─── Dokument źródłowy

Batman i Robin zostają wezwani Bat-sygnałem na dach komisariatu policji. Policjant przedstawia bohaterom Deana Chalmersa, rektora państwowego uniwersytetu. Chalmers informuje Mrocznego Rycerza, że na uczelni rozpoczynają się zajęcia z kryminologii i chciałby, by Batman został tam gościnnym instruktorem.
Następnego ranka, Batman pojawia się na uniwersytecie, gdzie wszyscy są podekscytowani wizytą bohatera. Nietoperz, by poznać lepiej studentów, rozmawia z każdym z nich na temat tego, dlaczego podjęli się kursu. Tego samego dnia, Batman przedstawia studentom podstawową wiedzę na temat badania dowodów zbrodni, zaznaczając, że najważniejszą rzeczą jest obserwacja i dedukcja.
Miesiąc później, Batman informuje studentów, że nadszedł czas, by rozwiązać prawdziwą sprawę, której sam nie rozwiązał do dziś - sprawa tajemniczego złodzieja o pseudonimie Red Hood. Złodziej pojawił się 10 lat temu i był uważany za wymyśloną historyjkę, ze względu na hełm , który w całości pokrywał twarz bohatera i nie było możliwe, by ten mógł widzieć cokolwiek. Pewnego dnia Batman spotkał się z Red Hoodem w Monarch Playing Card Co., jednak ten zdołał uciec i wpadł do kadzi z chemikaliami. Batman prosi o pomoc studentów w rozwiązaniu sprawy - czy Red Hood zginął, czy też wciąż żyje?
Następnego dnia studenci z zadowoleniem przeglądają pierwszą stronę gazety, gdzie znajduje się informacja o ich inicjatywie odnalezienia Red Hooda. Dwóch utalentowanych chłopców próbuje rozwiązać zagadkę hełmu złodzieja oraz podliczają, że suma pieniędzy, którą ukradł wynosiła 1,000,000 dolarów. W tym samym czasie, na uniwersytecie pojawia się... sam Red Hood! Znajduje go strażnik, który włącza alarm, gdy ten zostaje pobity. Batman i Robin udają się w pogoń za przestępcą, jednak Dick łamie palec po próbie zadania ciosu przestępcy. Red Hood ucieka do hali fizycznej, gdzie próbuje go dogonić Batman. Nietoperz gubi ślad w pomieszczeniu, gdzie dalsza droga grozi śmiercią ze względu na toksyczny gaz. Mroczny Rycerz odnajduje jednak kapelusz, który wypadł przestępcy podczas ucieczki.

──────
─── Dostarczony materiał

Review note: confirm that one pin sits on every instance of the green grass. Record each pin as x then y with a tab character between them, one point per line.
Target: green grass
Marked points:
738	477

──────

Treść polecenia =>
Należy przytoczyć bez zmian fragment tekstu o Batmanie i Red Hoodzie, zaczynając od słów „Batman i Robin zostają”, a kończąc na słowach „obserwacja i dedukcja.” włącznie.

Rozwiązane zadanie =>
Batman i Robin zostają wezwani Bat-sygnałem na dach komisariatu policji. Policjant przedstawia bohaterom Deana Chalmersa, rektora państwowego uniwersytetu. Chalmers informuje Mrocznego Rycerza, że na uczelni rozpoczynają się zajęcia z kryminologii i chciałby, by Batman został tam gościnnym instruktorem.
Następnego ranka, Batman pojawia się na uniwersytecie, gdzie wszyscy są podekscytowani wizytą bohatera. Nietoperz, by poznać lepiej studentów, rozmawia z każdym z nich na temat tego, dlaczego podjęli się kursu. Tego samego dnia, Batman przedstawia studentom podstawową wiedzę na temat badania dowodów zbrodni, zaznaczając, że najważniejszą rzeczą jest obserwacja i dedukcja.